[START OF Data lines]

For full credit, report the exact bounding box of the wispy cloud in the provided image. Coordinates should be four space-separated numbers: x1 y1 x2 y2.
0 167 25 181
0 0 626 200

[END OF Data lines]
[START OF Data lines]

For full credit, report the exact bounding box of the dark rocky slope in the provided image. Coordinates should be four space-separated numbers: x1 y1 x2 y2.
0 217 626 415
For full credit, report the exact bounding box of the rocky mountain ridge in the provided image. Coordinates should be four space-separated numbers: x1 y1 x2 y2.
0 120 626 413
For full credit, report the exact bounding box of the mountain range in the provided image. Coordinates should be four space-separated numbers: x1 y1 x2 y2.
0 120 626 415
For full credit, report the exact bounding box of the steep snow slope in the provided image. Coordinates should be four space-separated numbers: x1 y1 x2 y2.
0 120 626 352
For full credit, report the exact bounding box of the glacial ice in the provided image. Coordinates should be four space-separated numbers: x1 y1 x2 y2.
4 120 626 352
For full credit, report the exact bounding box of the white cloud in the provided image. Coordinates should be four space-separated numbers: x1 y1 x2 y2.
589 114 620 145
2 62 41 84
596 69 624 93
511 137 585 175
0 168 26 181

[END OF Data lines]

**Your task**
Copy out the rows above, starting with the line that contains "For full credit, report the exact bounding box of the wispy" and ending with the line that contains "0 0 626 200", both included. Keep every character as it appears and add nothing else.

**Correct result**
For full credit, report the exact bounding box of the wispy cloud in the provided image. Coordinates should be four space-separated numbers: x1 y1 x2 y2.
0 167 25 181
0 0 626 200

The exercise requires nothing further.